2018年7月20日8:10
富士急行(山梨県富士吉田市)は、富士急ハイランドが中国・テンセントホールディングス(騰訊控股有限公司)のモバイル決済サービス「WeChat Pay(微信支付:ウィーチャットペイ)」を導入し、中国国外で初の「WeChat Payスマート旗艦遊園地」となったと発表した。2018年7月19日は、富士急行運営のハイランドリゾート ホテル&スパで導入の記念セレモニーが行われた。
中国国外で初めて「WeChat Payスマート旗艦遊園地」に
専用アプリWeChat「Mini Program」を開設
富士急行では、2017年11月より富士急ハイランド園内のショップやカチカチ山ロープウェイ、富士急山梨ハイヤーなどの富士急グループの一部でWeChat Payを試験導入していた。その結果、想定以上の成果があったことから、2018年2月16日の春節に向けて富士急グループ29店舗で導入し、現在も導入店舗は増加している。
富士急ハイランドでは、中国国外で初めて「WeChat Payスマート旗艦遊園地」になった。これにより、ショップや飲食など、園内全体でWeChat Payの利用が可能となる。また、今後導入を予定するWeChat Pay専用の無人レジを体験できるコーナーも設置される。無人レジでは、最短30秒で商品購入が可能となる予定だ。
また、富士急ハイランドの専用アプリWeChat「Mini Program」を開設。これは、WeChatアプリ内にあるアプリとなり、企業はさまざまなモバイルサービスを提供できるものだ。同アプリにおいて、日本で初めてオンラインチケットを発売。また、アトラクション待ち時間の確認ができ、将来的には、パーク内のハンディ・ツアーガイド、アプリならではの情報発信などを予定している。
富士急行 代表取締役社長 堀内光一郎氏は、「ソフト、ハードのプラットフォームをさらに進化させていきたい」と意気込みを見せた。富士急ハイランドでは、WeChat Payスマート旗艦遊園地として、大規模なプロモーションにより集客を加速させ、体験価値の向上、消費拡大を図る。
アトラクションにQRコードを掲示し、利用者がシェア
旅前、旅行中、旅行後のすべてでマーケティングプログラムを実行可能
WeChatは世界で10.4億のアクティブユーザーを持つコミュニケーション・アプリであり、その決済機能であるWeChat Payは8億人以上のユーザーがおり、40を超える国と地域で利用可能だ。世界屈指のSNSを展開するテンセントと、遊園地として数々の世界記録を持つ富士急ハイランドが提携することとなったが、「お互い違う分野でトップを走っている企業が一体となり、もう1つの世界一を作りたい」とテンセント・ホールディングス・リミテッドWeChat Pay担当バイス・プレジデント 李培庫氏は意気込みを見せた。

指示内容 => 富士急ハイランドのWeChat Pay導入を伝える記事を、最後の文の後から書き継いでください。 後に続くデータは参照しなくてかまいません。

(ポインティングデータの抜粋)
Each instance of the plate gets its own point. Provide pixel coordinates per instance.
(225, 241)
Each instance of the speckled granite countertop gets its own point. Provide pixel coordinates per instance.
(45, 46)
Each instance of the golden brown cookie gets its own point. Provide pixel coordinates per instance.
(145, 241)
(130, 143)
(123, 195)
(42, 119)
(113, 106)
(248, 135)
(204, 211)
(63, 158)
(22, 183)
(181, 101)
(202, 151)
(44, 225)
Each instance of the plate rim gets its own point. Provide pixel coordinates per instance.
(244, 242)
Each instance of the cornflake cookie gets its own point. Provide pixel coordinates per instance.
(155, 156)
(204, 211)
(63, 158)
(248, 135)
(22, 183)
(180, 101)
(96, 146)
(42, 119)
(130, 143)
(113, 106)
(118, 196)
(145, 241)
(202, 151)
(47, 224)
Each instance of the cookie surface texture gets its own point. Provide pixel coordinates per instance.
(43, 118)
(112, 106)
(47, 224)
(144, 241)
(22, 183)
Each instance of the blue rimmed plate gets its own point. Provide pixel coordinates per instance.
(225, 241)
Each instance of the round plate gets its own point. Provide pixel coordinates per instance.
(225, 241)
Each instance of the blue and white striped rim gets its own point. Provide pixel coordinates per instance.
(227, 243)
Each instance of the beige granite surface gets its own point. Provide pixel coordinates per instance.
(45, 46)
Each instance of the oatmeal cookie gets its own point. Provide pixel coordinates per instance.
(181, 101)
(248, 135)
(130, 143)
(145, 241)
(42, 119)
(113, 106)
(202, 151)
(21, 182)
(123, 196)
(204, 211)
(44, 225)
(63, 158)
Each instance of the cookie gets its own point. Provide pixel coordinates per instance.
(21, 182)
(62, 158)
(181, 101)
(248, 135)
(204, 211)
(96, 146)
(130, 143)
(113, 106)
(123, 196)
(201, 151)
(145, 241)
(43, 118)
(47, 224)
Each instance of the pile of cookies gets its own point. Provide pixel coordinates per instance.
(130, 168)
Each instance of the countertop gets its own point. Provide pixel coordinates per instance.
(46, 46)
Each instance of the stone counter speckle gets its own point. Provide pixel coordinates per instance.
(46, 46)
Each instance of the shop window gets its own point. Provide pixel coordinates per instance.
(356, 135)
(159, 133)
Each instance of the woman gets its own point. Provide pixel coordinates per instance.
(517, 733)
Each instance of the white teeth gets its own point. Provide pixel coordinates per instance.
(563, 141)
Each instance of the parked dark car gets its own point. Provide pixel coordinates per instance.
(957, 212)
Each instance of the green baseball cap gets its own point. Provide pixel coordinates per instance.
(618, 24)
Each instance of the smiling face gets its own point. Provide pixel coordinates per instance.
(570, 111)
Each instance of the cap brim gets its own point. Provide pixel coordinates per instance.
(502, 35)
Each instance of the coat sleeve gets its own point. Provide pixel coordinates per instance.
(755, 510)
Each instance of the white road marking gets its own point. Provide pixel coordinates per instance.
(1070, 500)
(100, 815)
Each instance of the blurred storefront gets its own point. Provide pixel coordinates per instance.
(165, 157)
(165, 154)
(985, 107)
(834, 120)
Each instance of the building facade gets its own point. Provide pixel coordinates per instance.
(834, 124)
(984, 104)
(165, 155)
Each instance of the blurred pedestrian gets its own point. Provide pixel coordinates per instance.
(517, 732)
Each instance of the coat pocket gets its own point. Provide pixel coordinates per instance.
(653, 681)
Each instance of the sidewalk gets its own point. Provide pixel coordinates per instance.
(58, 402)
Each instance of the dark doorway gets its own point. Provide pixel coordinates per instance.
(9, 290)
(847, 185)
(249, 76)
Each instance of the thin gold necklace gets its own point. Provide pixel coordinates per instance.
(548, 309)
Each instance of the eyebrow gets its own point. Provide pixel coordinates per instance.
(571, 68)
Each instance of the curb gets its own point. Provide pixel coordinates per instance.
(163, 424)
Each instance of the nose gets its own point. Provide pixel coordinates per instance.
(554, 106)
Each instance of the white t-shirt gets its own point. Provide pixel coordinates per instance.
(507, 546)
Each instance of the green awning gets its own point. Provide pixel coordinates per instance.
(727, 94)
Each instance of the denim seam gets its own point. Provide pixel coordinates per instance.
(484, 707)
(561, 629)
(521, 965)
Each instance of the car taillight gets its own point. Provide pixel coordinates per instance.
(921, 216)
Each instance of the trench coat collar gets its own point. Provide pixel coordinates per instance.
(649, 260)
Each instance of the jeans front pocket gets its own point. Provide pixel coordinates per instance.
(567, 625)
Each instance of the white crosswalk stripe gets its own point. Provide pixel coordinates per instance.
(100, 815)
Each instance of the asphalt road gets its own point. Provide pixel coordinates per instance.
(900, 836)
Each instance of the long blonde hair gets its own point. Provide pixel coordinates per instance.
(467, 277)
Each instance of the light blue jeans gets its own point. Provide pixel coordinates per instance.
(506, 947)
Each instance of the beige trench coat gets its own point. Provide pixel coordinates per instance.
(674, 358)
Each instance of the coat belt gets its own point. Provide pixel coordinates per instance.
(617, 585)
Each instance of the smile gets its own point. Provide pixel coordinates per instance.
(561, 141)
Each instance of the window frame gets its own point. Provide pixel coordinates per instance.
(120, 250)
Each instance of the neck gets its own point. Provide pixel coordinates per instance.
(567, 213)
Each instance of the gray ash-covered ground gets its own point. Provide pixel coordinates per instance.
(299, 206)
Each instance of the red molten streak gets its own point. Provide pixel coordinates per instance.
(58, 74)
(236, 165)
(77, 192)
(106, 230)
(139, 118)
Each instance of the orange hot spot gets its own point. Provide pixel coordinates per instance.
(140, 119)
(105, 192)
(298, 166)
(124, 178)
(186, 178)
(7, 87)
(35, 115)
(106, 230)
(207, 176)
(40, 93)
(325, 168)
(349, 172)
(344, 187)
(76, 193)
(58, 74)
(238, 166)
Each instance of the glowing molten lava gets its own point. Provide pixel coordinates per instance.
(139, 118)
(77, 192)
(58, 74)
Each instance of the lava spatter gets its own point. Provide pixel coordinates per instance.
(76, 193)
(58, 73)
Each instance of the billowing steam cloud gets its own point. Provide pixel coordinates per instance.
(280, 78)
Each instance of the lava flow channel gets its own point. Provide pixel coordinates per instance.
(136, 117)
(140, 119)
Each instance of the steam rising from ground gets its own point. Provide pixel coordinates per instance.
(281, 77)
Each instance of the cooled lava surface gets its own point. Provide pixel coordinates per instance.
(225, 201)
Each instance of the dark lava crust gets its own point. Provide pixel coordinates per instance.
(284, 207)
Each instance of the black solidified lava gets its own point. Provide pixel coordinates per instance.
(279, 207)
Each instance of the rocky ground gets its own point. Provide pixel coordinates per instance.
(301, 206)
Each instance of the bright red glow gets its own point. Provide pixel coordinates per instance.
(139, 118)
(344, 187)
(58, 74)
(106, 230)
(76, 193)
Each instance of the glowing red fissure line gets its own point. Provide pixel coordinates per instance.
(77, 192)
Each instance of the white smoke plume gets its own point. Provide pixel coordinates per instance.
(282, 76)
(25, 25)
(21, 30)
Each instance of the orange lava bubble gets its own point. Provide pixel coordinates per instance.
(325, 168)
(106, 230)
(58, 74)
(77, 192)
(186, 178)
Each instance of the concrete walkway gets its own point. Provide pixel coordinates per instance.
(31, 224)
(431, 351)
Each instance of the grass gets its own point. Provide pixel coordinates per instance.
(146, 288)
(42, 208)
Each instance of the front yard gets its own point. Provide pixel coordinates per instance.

解答例 =>
具体的な活用例として、アトラクションに掲示されたQRコードをWeChatで読み込むと、歴史などについて知ることができる機能などを提供する。また、アトラクションに乗った人が、その刺激をWeChatでシェアすることで、さらにブランド価値を高めることが可能だ。
WeChat Pay 国際ビジネス総責任者 Grace Yin(殷潔)氏によると、国内におけるWeChat Payの状況として、2018年6月の昨年同期比の取引本数が6.2倍、取引金額が5倍、新規加盟店数が6倍、アクティブ加盟店数が5倍となったという。WeChatでは、公式アカウントを使ったり、モーメンツ広告を通してターゲットユーザーにリーチできる。Mini ProgramやWeChat Payの支払いを活用できれば、旅前、旅行中、旅行後のすべてでマーケティングプログラムを実行可能だ。
Mini Programでは、自社でEC用のアプリを開発するよりもコストを削減できるそうだ。すでに中国のスターバックスではリアルのカードをオンライン化して活用。また、上海ディズニーランドでは、園内の混雑が悩みだったが、ミニゲームや順番待ちの情報を提供することで課題の解決を図った。そのほか、LongChampオーダーメイド工房、アジア芸術博物館などでも採用されている。
テンセントは日本の各業界のリーダーとより深い提携を強化
富士急ではグループ外も含めWeChat Payの利用環境を整備
現在、富士急ハイランド以外では、ドン・キホーテが旗艦店、新千歳空港が旗艦空港となっている。当日は両社の担当者が事業戦略説明会で登壇したが、いずれもテンセントとのパートナーシップにより、売り上げアップにつながったそうだ。殷潔氏は、「次の1年は各業界のリーダーとより提携を深めていきたい」とした。具体的には、モーメンツ広告の開放、Mini Programの展開、クーポンや割引キャンペーンなどにより、付加価値を提供していきたいとしている。
なお、富士急行は鉄道会社として創業、運輸・不動産、レジャーなどを提供している。富士山周辺は中国人観光客にも長年人気の観光地となっており、その数も増加している。たとえば、河口湖駅の外国人観光客の比率として、2014年度は35%だったが、2017年度は53%になり、半分以上は外国人の利用者となっている。また、ロープウェイも2014年度は30%だったが、2017年度は64%に増加している。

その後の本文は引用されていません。